**Records shown:**
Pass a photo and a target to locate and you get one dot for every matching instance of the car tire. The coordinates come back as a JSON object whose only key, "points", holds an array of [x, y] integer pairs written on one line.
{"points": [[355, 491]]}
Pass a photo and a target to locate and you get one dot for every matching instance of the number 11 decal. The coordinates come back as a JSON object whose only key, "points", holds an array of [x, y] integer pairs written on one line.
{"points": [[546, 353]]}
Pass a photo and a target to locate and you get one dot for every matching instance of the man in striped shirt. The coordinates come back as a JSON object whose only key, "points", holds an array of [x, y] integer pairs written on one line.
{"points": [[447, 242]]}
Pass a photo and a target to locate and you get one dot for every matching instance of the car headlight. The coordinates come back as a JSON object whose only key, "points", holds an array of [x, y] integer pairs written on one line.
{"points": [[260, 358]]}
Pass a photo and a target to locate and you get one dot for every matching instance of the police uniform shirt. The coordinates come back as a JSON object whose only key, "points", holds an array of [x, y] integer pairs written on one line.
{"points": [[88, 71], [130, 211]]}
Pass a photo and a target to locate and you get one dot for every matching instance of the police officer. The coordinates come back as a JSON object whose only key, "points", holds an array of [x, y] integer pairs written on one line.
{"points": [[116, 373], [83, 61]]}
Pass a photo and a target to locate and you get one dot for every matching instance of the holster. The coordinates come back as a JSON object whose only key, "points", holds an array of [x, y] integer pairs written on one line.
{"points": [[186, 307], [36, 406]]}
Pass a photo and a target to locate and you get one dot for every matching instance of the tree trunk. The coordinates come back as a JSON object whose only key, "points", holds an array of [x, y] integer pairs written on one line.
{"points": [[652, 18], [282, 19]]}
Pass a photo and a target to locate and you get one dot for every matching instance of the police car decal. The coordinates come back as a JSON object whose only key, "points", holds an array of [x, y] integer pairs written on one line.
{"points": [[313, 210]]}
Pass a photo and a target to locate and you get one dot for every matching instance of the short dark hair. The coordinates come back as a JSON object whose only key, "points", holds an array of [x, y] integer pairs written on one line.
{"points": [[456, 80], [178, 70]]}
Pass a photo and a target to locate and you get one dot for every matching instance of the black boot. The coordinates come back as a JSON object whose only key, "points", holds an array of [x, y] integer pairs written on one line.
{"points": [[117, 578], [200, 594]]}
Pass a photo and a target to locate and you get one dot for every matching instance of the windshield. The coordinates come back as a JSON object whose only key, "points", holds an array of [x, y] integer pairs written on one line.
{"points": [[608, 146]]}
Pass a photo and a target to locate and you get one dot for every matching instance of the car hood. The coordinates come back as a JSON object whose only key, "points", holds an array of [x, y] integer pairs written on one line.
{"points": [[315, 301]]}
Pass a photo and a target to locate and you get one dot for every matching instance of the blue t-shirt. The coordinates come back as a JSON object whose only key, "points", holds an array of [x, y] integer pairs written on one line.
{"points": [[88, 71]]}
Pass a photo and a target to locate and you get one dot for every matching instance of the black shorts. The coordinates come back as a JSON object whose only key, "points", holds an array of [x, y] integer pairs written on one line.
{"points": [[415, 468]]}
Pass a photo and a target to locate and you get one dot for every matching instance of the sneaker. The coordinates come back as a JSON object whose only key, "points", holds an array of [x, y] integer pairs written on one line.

**What you have to do:**
Reproduce the material above, keeping every line intact.

**Written response:**
Pass a photo and a target to locate and you get one dot for every matching instance of the car tire. The coordinates come back as a JSON object whose only key, "points", holds an array of [x, y] integer pairs written on one line.
{"points": [[355, 491]]}
Pass a photo and a target to locate and you get one dot for every matching instance of the number 11 decal. The coordinates come back as a JSON object whose only key, "points", holds an array of [x, y] integer pairs written on one line.
{"points": [[546, 353]]}
Pass a photo and a target to locate and you get one dot for every matching instance of the man in striped shirt. The coordinates come back as a JSON object whose only key, "points", holds an array of [x, y] integer pairs written on one line.
{"points": [[447, 242]]}
Pass a photo and a target to locate and you get one dot for every matching instance of the car headlight. The coordinates come back as a JSON object whose only key, "points", holds an array of [x, y] integer pairs written on one line.
{"points": [[260, 358]]}
Pass a photo and a target to locate and you get one dot for every matching instance of the police uniform shirt. The coordinates come back as a JSON object whose only key, "points", holds an array of [x, y] integer pairs written on one line.
{"points": [[88, 71], [130, 211]]}
Pass a photo and a target to locate and you get one dot for every matching instance of the police officer. The coordinates come back as a JSON object whose only key, "points", holds an array of [x, y] integer pairs written on one line.
{"points": [[116, 373], [83, 61]]}
Pass a photo and a target to locate and you get one dot for every matching instance of the holster. The coordinates come back as a JSON object whose only key, "points", holds an array of [x, y] integer pairs written on one line.
{"points": [[186, 307], [36, 406]]}
Pass a photo and a target to locate and you get one dot for every matching instance of the tree trunk. The coordinates come back as a JSON object whose only key, "points", holds an array of [x, y] integer pairs written on one line.
{"points": [[652, 18], [282, 19]]}
Pass a photo and a target to locate and you get one dot for every matching instance of the police car decal. The coordinates come back as a JSON object whose only key, "points", holds an array of [x, y] integer pairs written on one line.
{"points": [[313, 210]]}
Pass a photo and a target to locate and you get one dot for every matching instance of the short dark hair. The coordinates come back as a JSON object whose only key, "points", holds an array of [x, y] integer pairs written on one line.
{"points": [[456, 80], [178, 70]]}
Pass a photo and a target to locate and you get one dot for every matching instance of the black boot. The coordinates come back as a JSON object whose only key, "points", holds an array of [x, y] integer pairs written on one line.
{"points": [[117, 578], [200, 594]]}
Pass a photo and a target to locate and you get one dot for every matching instance of the windshield. The coordinates come back as a JSON object whose only key, "points", holds an array of [x, y] integer pairs written on one line.
{"points": [[608, 146]]}
Pass a photo and a target to locate and you get one dot for every matching instance of the car hood. The coordinates come back as a JSON object whose only key, "points", holds an array of [x, y] integer pairs written on one line.
{"points": [[315, 301]]}
Pass a photo and a target to locate and you get one dot for every matching instance of the blue t-shirt. The coordinates come back as a JSON object whose only key, "points", holds an array of [x, y] integer pairs written on one line.
{"points": [[88, 71]]}
Pass a photo and a target to locate and you get one dot for every matching instance of the black shorts. The coordinates come back as a JSON object whose only key, "points", holds an array of [x, y] integer pairs written on one line.
{"points": [[415, 468]]}
Pass a photo and a target to locate and you get one dot for every matching instance of the sneaker. The coordinates come back as a JSON object whose only key, "points", holds an array of [x, y] integer pairs written on one line.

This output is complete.